- Passage for review
_ _ _ _

About the book…

When prodigal daughter Heather Evans returns to her family home after her mother’s baffling suicide, she makes an alarming discovery–stacks and stacks of carefully preserved letters from notorious serial killer Michael Reave. The “Red Wolf,” as he was dubbed by the press, has been in prison for over twenty years, serving a life sentence for the gruesome and ritualistic murders of several women across the country, although he has always protested his innocence. The police have had no reason to listen, yet Heather isn’t the only one to have cause to re-examine the murders. The body of a young woman has just been found, dismembered and placed inside a tree, the corpse planted with flowers. Just as the Red Wolf once did.
What did Heather’s mother know? Why did she kill herself? And with the monstrous Red Wolf safely locked inside a maximum security prison, who is stalking young women now? Teaming up with DI Ben Parker, Heather hopes to get some answers for herself and for the newest victims of this depraved murderer. Yet to do that, she must speak to Michael Reave herself, and expose herself to truths she may not be ready to face. Something dark is walking in the woods, and it knows her all too well.
Published on July 22nd by Harper Collins, I am so excited to have been approved to read this stand alone, serial killer novel,‘Dog Rose Dirt’ by author Jen Williams, most famously known for her best selling fantasy novels.
This is a change of pace but Jen totally owns this thriller/horror based story as she weaves a dark, compelling fairy tale which takes folkloric tropes and turns them on their head.
How much of what makes you you, is genetic and how much is acquired? A re-appearance of an errant,grownup daughter into the life of her deceased mother has Heather re-assessing her entire existence.
Apart from the really bizarre circumstances surrounding her mother’s death, the atmosphere of the village where she has lived feels both caught in a time warp and also underpinned by some really dark local legends.
As she begins sorting out her mother’s effects, Heather’s profession of investigative journalist kicks in and she starts dissecting the paperwork that was left behind and makes the astonishing discovery that her mother was writing to an infamous serial killer, known as the Red Wolf.
Now behind bars for the rest of his life, the gruesome details of his killing are there for anyone to read about so, when the murders start again not long after she arrives back home, Heather begins to doubt absolutely everything that she held to be true.
What links does her past have with the commune which was run in the 1960’s ? Why do the woods both compel her to wander them, whilst also terrifying her?
More and more details are unearthed about a completely different person that Heather cannot recognise as her mother, and,as reflection and introspection threaten a fragile sense of self, presents begin to be left on her doorstep, and then, inside her house…
Is Heather about to become the latest victim of the Red Wolf? Is it a copycat killer or was the wrong person locked away?

_ _ _ _

- Work instruction
How might the review of Dog Rose Dirt continue after its final question about a copycat killer? Write the next few paragraphs.

_ _ _ _

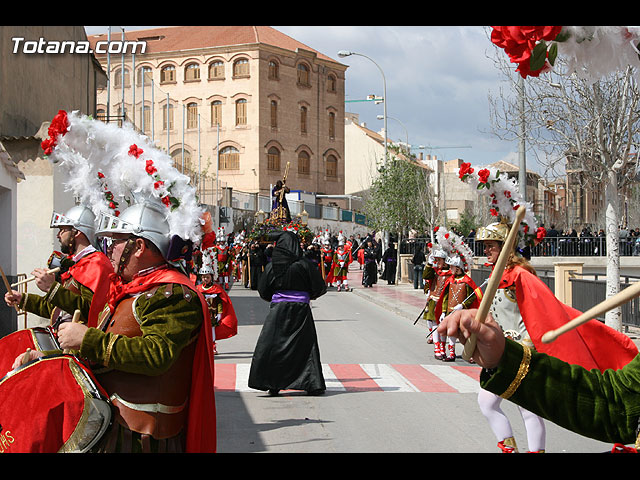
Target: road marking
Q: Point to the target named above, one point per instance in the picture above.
(369, 377)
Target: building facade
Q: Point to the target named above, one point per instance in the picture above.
(238, 103)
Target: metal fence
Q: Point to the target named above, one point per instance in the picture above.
(550, 246)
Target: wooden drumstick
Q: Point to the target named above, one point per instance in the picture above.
(618, 299)
(30, 279)
(494, 281)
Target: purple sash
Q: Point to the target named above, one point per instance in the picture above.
(290, 296)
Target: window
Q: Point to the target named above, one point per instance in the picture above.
(216, 70)
(168, 120)
(241, 68)
(117, 78)
(274, 114)
(241, 112)
(192, 72)
(168, 74)
(303, 163)
(273, 159)
(274, 70)
(144, 73)
(146, 118)
(216, 112)
(332, 166)
(303, 75)
(192, 115)
(303, 120)
(332, 83)
(229, 159)
(332, 125)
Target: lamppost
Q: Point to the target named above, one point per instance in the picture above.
(346, 53)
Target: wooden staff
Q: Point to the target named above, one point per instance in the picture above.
(618, 299)
(494, 281)
(5, 280)
(30, 279)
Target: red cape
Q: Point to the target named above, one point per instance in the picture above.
(592, 345)
(463, 279)
(201, 428)
(94, 271)
(228, 326)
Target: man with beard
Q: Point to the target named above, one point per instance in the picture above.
(84, 286)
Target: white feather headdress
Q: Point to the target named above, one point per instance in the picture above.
(107, 165)
(504, 199)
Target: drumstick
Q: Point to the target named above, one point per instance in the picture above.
(30, 279)
(618, 299)
(494, 281)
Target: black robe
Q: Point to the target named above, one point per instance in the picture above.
(287, 356)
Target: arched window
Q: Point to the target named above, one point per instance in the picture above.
(216, 70)
(303, 75)
(303, 120)
(241, 68)
(332, 166)
(241, 112)
(274, 70)
(274, 114)
(192, 115)
(229, 159)
(273, 159)
(192, 72)
(168, 74)
(216, 112)
(304, 163)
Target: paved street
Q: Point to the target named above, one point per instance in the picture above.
(385, 391)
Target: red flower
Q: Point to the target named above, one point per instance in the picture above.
(150, 168)
(465, 169)
(135, 151)
(483, 175)
(519, 41)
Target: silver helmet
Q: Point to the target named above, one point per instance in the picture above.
(146, 220)
(79, 217)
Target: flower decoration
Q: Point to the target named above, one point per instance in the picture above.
(504, 199)
(108, 195)
(527, 46)
(454, 246)
(59, 126)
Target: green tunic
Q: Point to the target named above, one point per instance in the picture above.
(603, 406)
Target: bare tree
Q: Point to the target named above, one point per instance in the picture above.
(587, 128)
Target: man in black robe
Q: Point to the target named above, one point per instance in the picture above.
(287, 356)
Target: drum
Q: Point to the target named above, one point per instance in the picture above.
(16, 343)
(52, 404)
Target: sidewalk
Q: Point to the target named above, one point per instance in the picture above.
(403, 300)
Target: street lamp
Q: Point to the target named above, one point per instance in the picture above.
(346, 53)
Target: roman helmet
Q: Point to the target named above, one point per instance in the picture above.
(79, 217)
(497, 231)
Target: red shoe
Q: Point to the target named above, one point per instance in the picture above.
(508, 445)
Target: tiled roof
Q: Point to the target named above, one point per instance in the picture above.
(172, 39)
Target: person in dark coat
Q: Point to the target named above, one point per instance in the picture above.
(287, 356)
(390, 262)
(370, 272)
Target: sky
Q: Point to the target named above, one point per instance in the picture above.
(438, 79)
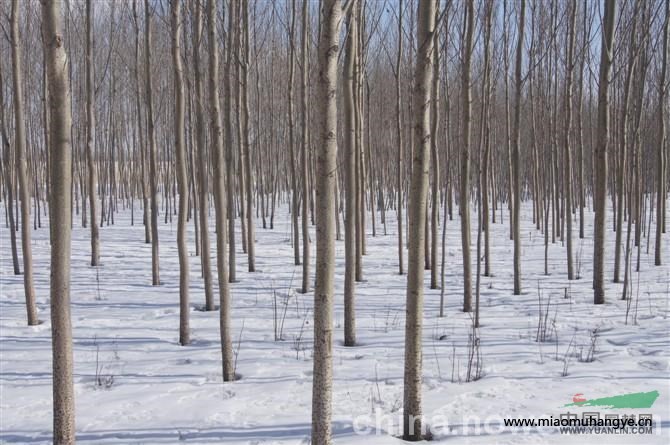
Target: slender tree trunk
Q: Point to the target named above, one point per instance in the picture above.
(660, 161)
(464, 191)
(228, 135)
(22, 166)
(203, 159)
(326, 168)
(399, 204)
(60, 153)
(435, 165)
(138, 110)
(219, 196)
(601, 148)
(412, 422)
(567, 178)
(153, 179)
(294, 183)
(248, 178)
(516, 149)
(90, 136)
(182, 175)
(304, 149)
(8, 174)
(349, 131)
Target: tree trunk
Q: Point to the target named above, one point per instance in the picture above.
(9, 165)
(90, 136)
(601, 147)
(567, 178)
(412, 423)
(305, 147)
(464, 191)
(660, 161)
(516, 148)
(219, 197)
(60, 153)
(182, 177)
(155, 278)
(399, 204)
(326, 168)
(349, 132)
(22, 167)
(203, 160)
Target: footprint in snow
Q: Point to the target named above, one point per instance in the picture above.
(654, 365)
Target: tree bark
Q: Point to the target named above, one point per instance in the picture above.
(155, 278)
(464, 191)
(412, 423)
(349, 132)
(203, 182)
(90, 137)
(182, 177)
(326, 168)
(660, 160)
(22, 167)
(304, 149)
(601, 148)
(219, 196)
(60, 152)
(516, 149)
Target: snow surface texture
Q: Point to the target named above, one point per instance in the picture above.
(149, 389)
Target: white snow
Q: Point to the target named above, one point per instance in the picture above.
(160, 392)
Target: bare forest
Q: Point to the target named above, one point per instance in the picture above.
(333, 221)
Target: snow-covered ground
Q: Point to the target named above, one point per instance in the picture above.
(160, 392)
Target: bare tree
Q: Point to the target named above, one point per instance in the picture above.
(182, 176)
(464, 192)
(153, 179)
(326, 167)
(516, 149)
(219, 196)
(22, 167)
(90, 137)
(203, 182)
(601, 147)
(662, 140)
(412, 428)
(60, 152)
(8, 160)
(399, 204)
(349, 130)
(305, 147)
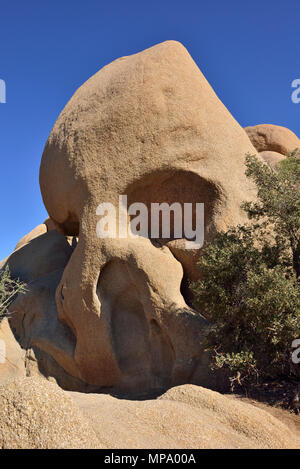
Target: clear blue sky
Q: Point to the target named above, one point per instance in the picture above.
(248, 51)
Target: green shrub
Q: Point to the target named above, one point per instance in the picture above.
(249, 287)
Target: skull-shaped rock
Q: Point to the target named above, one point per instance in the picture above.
(148, 126)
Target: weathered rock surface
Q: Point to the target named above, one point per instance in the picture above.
(36, 341)
(268, 137)
(148, 126)
(272, 158)
(185, 417)
(37, 414)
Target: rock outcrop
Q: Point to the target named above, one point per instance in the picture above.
(268, 137)
(185, 417)
(148, 126)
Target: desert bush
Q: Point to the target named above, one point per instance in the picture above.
(249, 287)
(9, 288)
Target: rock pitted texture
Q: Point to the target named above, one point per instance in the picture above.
(272, 158)
(151, 127)
(185, 417)
(36, 414)
(268, 137)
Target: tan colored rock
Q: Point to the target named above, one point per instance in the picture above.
(185, 417)
(12, 356)
(50, 224)
(151, 127)
(268, 137)
(47, 343)
(36, 414)
(272, 158)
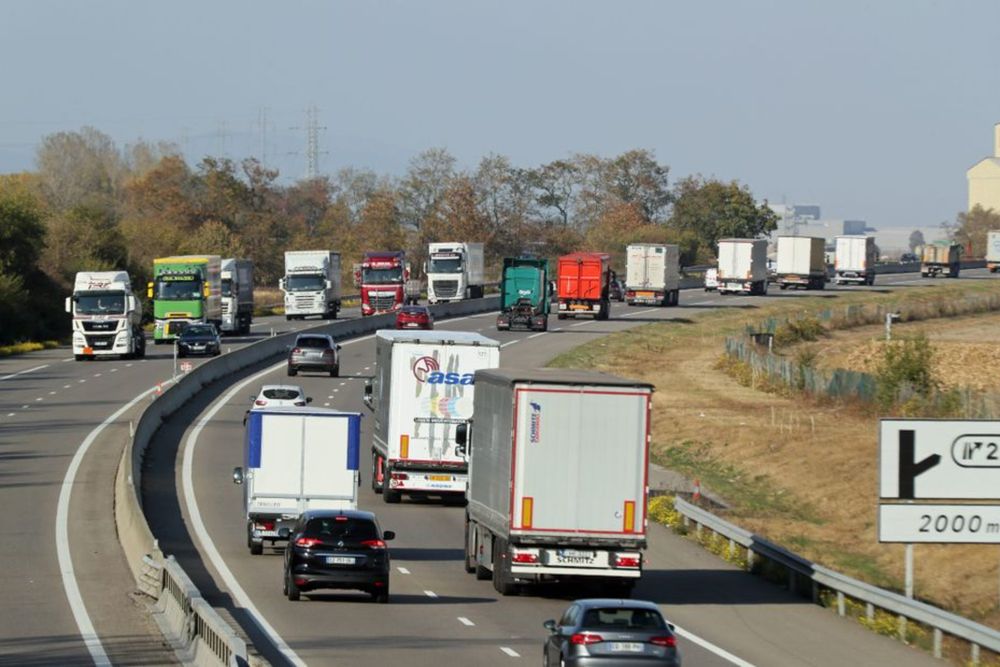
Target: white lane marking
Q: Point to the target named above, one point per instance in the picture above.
(83, 622)
(709, 646)
(201, 533)
(30, 370)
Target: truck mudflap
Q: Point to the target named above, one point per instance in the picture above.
(576, 561)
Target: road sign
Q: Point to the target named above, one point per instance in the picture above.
(939, 524)
(930, 459)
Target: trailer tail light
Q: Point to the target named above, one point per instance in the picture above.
(627, 560)
(307, 542)
(629, 517)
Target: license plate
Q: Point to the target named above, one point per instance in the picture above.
(339, 560)
(627, 647)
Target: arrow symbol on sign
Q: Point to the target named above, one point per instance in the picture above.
(909, 469)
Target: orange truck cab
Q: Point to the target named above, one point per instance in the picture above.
(583, 285)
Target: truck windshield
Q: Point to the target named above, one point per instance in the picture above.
(99, 303)
(392, 276)
(446, 264)
(177, 290)
(310, 282)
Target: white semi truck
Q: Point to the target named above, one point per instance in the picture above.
(558, 476)
(455, 271)
(107, 317)
(854, 260)
(311, 284)
(422, 391)
(801, 262)
(237, 295)
(742, 266)
(653, 274)
(296, 459)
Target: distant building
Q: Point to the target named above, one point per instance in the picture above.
(984, 178)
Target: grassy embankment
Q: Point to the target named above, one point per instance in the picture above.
(801, 472)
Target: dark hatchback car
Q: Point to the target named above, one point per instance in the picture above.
(314, 352)
(343, 549)
(199, 339)
(414, 317)
(602, 631)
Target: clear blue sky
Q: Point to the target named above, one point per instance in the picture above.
(873, 110)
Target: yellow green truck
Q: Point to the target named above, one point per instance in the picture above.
(185, 289)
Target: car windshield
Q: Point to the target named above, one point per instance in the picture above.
(445, 264)
(99, 303)
(341, 527)
(177, 289)
(382, 276)
(281, 394)
(310, 282)
(617, 617)
(314, 342)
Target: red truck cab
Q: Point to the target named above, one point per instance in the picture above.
(383, 275)
(584, 285)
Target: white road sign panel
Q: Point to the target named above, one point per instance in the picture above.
(939, 459)
(939, 524)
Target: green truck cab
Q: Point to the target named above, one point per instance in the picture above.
(525, 294)
(185, 290)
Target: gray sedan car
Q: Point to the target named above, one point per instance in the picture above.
(609, 632)
(314, 352)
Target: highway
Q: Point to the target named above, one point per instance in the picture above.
(437, 612)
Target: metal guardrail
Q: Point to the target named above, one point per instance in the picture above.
(196, 632)
(941, 621)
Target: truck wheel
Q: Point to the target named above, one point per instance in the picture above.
(503, 580)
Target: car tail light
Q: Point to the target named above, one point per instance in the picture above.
(627, 560)
(307, 542)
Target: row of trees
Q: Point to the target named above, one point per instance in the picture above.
(91, 205)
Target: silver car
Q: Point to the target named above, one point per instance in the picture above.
(314, 352)
(601, 631)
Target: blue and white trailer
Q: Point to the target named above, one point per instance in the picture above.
(296, 459)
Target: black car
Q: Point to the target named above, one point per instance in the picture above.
(199, 339)
(343, 549)
(602, 631)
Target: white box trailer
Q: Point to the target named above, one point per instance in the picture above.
(742, 266)
(854, 260)
(296, 459)
(422, 390)
(558, 476)
(993, 251)
(801, 262)
(653, 274)
(311, 284)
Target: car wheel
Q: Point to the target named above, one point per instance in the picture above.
(292, 591)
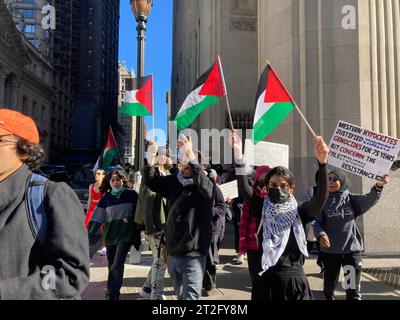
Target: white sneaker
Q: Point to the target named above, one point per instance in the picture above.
(102, 252)
(144, 294)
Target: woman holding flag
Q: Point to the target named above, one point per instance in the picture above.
(284, 245)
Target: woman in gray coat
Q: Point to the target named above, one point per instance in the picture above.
(340, 240)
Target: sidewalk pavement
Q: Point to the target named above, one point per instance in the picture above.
(233, 281)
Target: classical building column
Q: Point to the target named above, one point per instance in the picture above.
(3, 76)
(14, 93)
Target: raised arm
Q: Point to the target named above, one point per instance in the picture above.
(310, 209)
(362, 203)
(203, 183)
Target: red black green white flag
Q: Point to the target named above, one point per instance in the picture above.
(273, 104)
(139, 100)
(209, 89)
(109, 153)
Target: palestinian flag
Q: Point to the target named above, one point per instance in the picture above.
(109, 154)
(273, 104)
(208, 90)
(139, 101)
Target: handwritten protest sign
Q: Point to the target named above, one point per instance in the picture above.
(361, 151)
(230, 190)
(266, 153)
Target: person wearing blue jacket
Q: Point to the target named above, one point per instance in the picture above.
(339, 237)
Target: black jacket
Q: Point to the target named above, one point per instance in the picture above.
(188, 230)
(22, 259)
(219, 212)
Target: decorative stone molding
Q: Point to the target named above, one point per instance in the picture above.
(243, 25)
(244, 8)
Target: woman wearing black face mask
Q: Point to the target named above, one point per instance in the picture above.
(283, 238)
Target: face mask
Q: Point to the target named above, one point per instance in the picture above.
(261, 184)
(278, 196)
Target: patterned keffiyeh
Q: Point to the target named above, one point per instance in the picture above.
(184, 181)
(279, 220)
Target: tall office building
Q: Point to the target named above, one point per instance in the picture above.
(339, 59)
(28, 16)
(64, 70)
(96, 102)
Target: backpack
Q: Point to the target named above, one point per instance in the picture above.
(34, 194)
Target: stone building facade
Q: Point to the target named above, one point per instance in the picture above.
(25, 76)
(128, 123)
(339, 59)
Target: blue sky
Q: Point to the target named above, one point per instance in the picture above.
(158, 58)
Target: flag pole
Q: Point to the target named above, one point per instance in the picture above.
(295, 104)
(226, 91)
(154, 107)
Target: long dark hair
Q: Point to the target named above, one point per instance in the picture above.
(106, 186)
(30, 154)
(283, 172)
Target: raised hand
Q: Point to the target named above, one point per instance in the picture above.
(152, 150)
(321, 150)
(236, 144)
(384, 181)
(325, 242)
(185, 146)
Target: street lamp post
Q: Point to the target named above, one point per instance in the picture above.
(141, 9)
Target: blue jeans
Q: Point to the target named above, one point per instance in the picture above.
(187, 274)
(155, 279)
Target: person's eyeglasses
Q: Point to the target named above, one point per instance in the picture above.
(4, 140)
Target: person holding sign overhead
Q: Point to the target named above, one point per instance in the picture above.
(339, 237)
(283, 239)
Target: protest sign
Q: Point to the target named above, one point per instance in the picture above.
(361, 151)
(230, 190)
(266, 154)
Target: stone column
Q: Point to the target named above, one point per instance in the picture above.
(3, 76)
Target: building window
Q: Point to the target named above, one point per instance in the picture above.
(43, 114)
(29, 28)
(34, 111)
(28, 13)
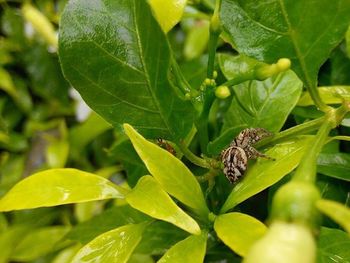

_ _ _ _

- Result for this exercise
This is a terrifying novel that examines the red riding hood myth from a mirror direction-the wolf is wearing the red hood this time around and the power of the feminine in the form of women who stepped outside the norm and expected roles, in the 1960’s is explored in depth. The notion of nature versus nurture and how you grow into the person you are expected to be, as opposed to the person you are supposed is so very interestingly explored here.
Yes, it is a serial killer novel and there are some gruesome descriptions of the murders committed but, at heart, this is a deeply feminist novel on the way that women are subsumed, devoured and returned to the earth to feed a system which ultimately betrays them.
Heather ends up in her old childhood bedroom, with a career hanging on a knife edge, an air of disappointment hanging over all she has achieved whilst her school friends are all well established and settled in their chosen fields. The expectations versus the reality of life in a small town or village is keenly explored as she is viewed in her homestead as someone who has ‘failed’. Her idea to write about the murders could be seen as a way to revive her writing career based on a patriarchal narrative which exploits and ultimately destroys the young, the beautiful victims of the Red Wolf. Her path out of the small time is seemingly dictated to her by a serial killer who wants to talk only to her, but who is exploiting whom?
The killer, safely behind bars, the male detective using her to get details out of Michael, or the new killer who seems to have taken her arrival to start his ‘games’ again?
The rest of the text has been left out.